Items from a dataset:
◇ ◇ ◇ ◇

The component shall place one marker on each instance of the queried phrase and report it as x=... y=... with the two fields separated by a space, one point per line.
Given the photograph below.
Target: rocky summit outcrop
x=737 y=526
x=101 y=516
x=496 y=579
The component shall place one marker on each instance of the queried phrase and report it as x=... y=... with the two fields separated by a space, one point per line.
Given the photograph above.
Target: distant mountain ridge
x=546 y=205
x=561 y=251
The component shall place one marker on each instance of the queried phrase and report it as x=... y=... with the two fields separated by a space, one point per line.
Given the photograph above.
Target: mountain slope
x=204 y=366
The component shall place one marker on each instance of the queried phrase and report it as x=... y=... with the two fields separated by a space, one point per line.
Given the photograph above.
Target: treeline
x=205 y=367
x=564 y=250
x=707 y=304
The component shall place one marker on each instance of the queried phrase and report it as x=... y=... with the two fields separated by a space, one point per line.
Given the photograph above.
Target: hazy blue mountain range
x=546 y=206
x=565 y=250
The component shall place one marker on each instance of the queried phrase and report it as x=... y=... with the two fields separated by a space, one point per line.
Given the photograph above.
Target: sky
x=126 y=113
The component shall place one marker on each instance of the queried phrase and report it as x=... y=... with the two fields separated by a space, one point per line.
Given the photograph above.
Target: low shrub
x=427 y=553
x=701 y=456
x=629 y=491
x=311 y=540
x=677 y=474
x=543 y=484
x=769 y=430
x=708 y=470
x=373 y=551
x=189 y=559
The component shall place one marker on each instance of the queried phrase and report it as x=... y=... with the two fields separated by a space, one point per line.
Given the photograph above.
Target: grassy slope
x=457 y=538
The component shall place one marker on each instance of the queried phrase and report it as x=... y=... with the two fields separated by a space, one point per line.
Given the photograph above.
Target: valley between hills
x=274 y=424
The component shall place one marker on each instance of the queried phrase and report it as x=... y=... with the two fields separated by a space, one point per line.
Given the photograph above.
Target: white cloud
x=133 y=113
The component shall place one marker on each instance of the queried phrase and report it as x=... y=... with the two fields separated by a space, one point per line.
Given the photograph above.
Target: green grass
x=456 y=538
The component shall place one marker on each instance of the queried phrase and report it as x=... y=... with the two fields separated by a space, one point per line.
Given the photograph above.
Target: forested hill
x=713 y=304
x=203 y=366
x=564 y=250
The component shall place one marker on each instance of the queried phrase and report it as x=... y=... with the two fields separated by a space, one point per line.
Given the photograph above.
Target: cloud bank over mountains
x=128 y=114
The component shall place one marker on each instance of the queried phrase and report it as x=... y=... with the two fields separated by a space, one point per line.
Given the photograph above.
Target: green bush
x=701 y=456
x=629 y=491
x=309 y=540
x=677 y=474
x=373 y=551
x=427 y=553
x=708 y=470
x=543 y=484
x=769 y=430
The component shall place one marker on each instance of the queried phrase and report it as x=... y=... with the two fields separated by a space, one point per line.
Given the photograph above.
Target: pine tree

◇ ◇ ◇ ◇

### EXERCISE BRIEF
Print every record exactly as it was given.

### REPLY TO THE TASK
The component shall place one marker on each instance of the queried phrase and report it as x=... y=... with the two fields separated by a space, one point per line.
Given the photograph below.
Target: rocky summit outcrop
x=737 y=526
x=101 y=516
x=496 y=579
The component shall place one marker on each instance of the queried phrase and report it as x=... y=... with the two fields separated by a space, one point per line.
Given the photograph above.
Target: distant mountain ridge
x=546 y=205
x=561 y=251
The component shall place one marker on each instance of the queried phrase and report it as x=... y=... with the two fields separated by a space, one point per line.
Given the photograph above.
Target: mountain slope
x=204 y=366
The component shall place one marker on each instance of the queried phrase and report it as x=... y=... with the two fields separated by a space, one point per line.
Given the photograph above.
Target: treeline
x=205 y=367
x=564 y=250
x=707 y=304
The component shall place one marker on each instance of the queried phrase and report it as x=... y=... with the two fields separated by a space, one point per line.
Given the photograph above.
Target: hazy blue mountain range
x=546 y=206
x=565 y=250
The component shall place one marker on each instance of the queried phrase and report it as x=... y=... with the two fields separated by a space, one point per line.
Given the photograph above.
Target: sky
x=126 y=113
The component shall place one marker on each instance of the queried phrase and report it as x=... y=... with the two fields separated by a space, one point per line.
Given the photograph above.
Target: low shrub
x=427 y=553
x=701 y=456
x=629 y=491
x=311 y=540
x=677 y=474
x=543 y=484
x=769 y=430
x=708 y=470
x=373 y=551
x=189 y=559
The component shall place one marker on each instance of the queried phrase and report it as x=... y=... with the two fields separated by a space, one point per line.
Given the photograph above.
Target: grassy slope
x=457 y=538
The component shall place one marker on each instance of the queried phrase and report it as x=... y=... with the two fields separated by a space, one point per line.
Given the photograph above.
Target: valley between hills
x=274 y=424
The component shall place one marker on each instance of the queried phrase and report it as x=... y=... with the two fields separated by a space, one point per line.
Given the photograph above.
Target: white cloud
x=133 y=113
The component shall place one marker on each instance of the queried phrase and report it as x=... y=... with the two fields separated by a space, one point per line.
Given the photograph above.
Target: green grass
x=456 y=538
The component shall place one marker on each instance of the queried phrase and report it as x=... y=... with the two fields separated by a space, one point per line.
Given the photograph above.
Target: forested hill
x=713 y=304
x=203 y=366
x=564 y=250
The component shall place one marker on each instance of the queried phrase and report it as x=... y=... with the two fields separated by a space, one point per line.
Given the photograph above.
Target: cloud bank over mountains
x=128 y=114
The component shall place one marker on each instance of the queried phrase and report it as x=... y=... with the two fields separated by a space, one point per line.
Given the photograph above.
Target: green bush
x=701 y=456
x=629 y=491
x=309 y=540
x=677 y=474
x=373 y=551
x=427 y=553
x=708 y=470
x=543 y=484
x=769 y=430
The component shall place one marker on each instance of the queried phrase and report it as x=... y=... with the two fields separated by a space, one point per line.
Given the photograph above.
Target: pine tree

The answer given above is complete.